● THE EXERCISE
Count the lines in the data below that contain the string "hillside", treating uppercase and lowercase as different. Give only the number.

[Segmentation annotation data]
____
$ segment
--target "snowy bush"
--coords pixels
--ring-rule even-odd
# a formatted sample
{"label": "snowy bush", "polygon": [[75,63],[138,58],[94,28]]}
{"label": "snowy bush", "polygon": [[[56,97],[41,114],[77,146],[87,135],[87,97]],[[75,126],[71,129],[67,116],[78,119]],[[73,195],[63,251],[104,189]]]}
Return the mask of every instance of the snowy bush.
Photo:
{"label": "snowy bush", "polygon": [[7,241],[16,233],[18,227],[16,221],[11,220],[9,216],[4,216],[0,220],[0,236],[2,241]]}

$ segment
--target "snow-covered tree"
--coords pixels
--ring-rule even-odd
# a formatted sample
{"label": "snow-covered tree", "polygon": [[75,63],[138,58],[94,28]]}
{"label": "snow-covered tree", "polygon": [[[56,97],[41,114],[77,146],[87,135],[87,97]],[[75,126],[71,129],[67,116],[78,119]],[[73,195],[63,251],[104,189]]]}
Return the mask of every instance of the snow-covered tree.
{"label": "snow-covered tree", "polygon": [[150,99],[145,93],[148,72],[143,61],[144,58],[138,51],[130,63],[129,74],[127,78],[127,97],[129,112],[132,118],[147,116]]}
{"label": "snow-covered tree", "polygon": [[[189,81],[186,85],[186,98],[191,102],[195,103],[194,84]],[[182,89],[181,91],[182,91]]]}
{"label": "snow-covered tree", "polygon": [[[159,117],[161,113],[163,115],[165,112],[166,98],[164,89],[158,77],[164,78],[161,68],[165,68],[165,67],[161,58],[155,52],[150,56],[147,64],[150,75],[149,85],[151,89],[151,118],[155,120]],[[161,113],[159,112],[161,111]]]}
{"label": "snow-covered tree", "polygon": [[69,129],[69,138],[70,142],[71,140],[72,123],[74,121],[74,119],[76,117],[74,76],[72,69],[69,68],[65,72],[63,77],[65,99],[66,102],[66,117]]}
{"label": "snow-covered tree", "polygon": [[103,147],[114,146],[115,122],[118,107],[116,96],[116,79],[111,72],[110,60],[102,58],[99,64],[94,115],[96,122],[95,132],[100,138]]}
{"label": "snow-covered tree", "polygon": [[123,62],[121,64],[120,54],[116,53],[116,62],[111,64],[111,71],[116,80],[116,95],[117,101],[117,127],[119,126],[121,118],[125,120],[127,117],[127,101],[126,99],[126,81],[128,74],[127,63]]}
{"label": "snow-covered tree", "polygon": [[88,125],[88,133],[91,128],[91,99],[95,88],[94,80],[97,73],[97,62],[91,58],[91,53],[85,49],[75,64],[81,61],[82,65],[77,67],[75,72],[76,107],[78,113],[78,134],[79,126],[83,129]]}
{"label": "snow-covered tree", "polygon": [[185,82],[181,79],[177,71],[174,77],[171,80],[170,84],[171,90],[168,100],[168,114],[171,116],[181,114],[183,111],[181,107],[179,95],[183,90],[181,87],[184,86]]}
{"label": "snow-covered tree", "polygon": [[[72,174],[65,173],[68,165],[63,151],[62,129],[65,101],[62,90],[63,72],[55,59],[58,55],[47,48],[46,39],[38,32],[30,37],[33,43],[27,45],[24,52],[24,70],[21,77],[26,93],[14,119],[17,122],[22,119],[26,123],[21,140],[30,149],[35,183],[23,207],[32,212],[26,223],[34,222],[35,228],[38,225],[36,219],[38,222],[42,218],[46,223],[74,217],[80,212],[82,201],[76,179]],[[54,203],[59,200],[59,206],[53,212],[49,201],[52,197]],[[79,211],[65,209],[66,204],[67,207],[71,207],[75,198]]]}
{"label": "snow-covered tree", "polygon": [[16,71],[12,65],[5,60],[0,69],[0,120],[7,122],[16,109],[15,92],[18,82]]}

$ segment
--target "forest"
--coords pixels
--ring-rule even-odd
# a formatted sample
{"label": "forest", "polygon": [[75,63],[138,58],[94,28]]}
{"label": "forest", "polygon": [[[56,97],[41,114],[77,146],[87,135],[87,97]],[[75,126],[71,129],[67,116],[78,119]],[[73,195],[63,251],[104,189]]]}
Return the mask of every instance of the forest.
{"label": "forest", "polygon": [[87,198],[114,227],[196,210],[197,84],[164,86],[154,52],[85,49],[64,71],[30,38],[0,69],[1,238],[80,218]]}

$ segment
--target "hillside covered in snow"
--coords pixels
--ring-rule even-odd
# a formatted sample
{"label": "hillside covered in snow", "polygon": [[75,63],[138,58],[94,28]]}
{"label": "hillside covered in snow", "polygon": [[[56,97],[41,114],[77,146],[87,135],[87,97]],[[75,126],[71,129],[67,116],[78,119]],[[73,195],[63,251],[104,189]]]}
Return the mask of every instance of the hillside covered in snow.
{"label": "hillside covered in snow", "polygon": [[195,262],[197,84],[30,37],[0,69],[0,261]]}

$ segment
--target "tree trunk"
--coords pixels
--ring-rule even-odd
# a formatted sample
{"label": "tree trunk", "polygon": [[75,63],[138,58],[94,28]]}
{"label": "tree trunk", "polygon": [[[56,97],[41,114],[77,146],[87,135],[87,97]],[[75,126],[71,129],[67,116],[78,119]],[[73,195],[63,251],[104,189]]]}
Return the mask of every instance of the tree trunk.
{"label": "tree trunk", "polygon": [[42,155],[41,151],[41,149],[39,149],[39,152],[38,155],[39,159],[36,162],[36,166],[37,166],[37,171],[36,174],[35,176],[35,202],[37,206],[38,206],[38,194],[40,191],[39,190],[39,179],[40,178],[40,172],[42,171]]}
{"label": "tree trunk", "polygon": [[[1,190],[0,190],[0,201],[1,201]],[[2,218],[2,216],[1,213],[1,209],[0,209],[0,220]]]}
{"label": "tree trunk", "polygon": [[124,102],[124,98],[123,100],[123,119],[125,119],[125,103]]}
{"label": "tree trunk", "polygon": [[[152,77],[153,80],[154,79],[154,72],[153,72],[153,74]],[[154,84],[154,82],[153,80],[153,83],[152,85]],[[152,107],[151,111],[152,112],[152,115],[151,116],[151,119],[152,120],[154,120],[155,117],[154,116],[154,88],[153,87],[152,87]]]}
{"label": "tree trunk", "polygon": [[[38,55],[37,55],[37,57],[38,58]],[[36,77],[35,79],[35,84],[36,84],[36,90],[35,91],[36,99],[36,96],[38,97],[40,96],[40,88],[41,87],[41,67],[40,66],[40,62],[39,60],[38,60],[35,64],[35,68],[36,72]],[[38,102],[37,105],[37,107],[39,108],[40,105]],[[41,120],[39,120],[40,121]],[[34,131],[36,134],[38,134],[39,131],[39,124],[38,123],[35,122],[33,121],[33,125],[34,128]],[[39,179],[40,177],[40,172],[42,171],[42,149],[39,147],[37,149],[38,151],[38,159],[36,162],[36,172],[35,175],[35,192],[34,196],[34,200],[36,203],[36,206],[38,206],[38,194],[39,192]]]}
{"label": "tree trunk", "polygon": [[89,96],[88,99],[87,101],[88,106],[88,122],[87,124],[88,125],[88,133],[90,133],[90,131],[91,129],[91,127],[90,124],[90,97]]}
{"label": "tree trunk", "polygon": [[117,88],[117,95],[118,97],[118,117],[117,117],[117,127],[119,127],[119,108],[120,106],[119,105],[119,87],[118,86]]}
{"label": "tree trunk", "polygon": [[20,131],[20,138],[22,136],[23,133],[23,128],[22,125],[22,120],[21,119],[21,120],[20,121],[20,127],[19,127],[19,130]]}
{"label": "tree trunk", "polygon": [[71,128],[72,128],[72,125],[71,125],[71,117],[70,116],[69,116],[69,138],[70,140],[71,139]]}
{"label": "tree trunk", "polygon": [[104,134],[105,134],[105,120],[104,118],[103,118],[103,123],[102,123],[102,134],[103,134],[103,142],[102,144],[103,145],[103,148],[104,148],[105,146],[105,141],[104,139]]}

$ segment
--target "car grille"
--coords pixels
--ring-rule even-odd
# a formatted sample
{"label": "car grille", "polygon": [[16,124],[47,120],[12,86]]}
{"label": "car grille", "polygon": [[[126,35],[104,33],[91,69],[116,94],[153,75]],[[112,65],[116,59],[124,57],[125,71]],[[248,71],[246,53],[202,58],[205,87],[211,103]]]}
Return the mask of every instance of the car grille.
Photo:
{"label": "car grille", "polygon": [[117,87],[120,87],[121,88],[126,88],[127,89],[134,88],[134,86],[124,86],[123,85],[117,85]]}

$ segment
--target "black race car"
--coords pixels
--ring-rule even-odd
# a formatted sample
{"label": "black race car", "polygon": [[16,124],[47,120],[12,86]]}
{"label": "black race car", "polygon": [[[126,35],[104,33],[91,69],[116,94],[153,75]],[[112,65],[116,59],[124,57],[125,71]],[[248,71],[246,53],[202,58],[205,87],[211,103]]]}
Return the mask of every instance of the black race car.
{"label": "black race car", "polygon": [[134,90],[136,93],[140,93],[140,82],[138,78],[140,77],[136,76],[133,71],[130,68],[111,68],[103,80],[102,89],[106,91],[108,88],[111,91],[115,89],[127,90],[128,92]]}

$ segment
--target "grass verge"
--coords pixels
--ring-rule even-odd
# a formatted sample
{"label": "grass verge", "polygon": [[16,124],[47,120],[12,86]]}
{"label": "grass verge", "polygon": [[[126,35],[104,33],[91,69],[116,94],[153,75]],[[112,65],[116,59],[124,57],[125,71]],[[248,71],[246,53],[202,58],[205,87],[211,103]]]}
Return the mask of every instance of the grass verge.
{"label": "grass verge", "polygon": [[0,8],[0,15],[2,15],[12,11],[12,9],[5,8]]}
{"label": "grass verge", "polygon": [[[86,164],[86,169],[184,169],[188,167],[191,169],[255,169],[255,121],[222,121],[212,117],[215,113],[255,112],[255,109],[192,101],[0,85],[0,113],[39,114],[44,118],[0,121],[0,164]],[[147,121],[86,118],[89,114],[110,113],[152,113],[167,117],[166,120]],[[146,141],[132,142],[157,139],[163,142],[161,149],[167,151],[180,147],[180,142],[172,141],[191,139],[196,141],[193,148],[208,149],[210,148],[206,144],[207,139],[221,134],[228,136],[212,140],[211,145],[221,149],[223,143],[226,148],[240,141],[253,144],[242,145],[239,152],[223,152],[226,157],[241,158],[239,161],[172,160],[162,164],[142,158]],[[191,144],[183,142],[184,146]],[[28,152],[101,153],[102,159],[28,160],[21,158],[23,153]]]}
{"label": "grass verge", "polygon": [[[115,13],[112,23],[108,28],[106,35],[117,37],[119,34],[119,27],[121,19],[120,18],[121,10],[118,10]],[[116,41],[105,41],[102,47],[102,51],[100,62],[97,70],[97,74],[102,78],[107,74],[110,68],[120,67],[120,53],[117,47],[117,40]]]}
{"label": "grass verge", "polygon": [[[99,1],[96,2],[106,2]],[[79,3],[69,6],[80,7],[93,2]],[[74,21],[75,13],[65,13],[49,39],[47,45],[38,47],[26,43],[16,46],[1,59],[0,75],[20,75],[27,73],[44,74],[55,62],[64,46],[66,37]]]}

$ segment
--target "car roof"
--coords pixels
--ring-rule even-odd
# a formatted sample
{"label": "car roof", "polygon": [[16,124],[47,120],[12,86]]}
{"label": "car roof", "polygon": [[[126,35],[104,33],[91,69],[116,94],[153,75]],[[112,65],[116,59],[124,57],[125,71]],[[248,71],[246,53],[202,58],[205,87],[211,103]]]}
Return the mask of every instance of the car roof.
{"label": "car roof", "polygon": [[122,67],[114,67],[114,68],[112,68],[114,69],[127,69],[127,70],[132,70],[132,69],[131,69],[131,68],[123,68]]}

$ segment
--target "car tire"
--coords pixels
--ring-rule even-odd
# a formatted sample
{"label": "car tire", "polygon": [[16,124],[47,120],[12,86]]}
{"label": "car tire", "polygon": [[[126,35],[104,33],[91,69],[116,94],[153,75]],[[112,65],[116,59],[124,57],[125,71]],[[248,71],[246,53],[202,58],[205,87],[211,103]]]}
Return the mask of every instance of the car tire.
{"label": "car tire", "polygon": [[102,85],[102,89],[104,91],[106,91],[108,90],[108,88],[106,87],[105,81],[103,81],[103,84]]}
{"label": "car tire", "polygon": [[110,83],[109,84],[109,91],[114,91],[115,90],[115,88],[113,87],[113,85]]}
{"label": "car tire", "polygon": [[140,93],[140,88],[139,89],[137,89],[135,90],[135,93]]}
____
● RESPONSE TO THE TASK
5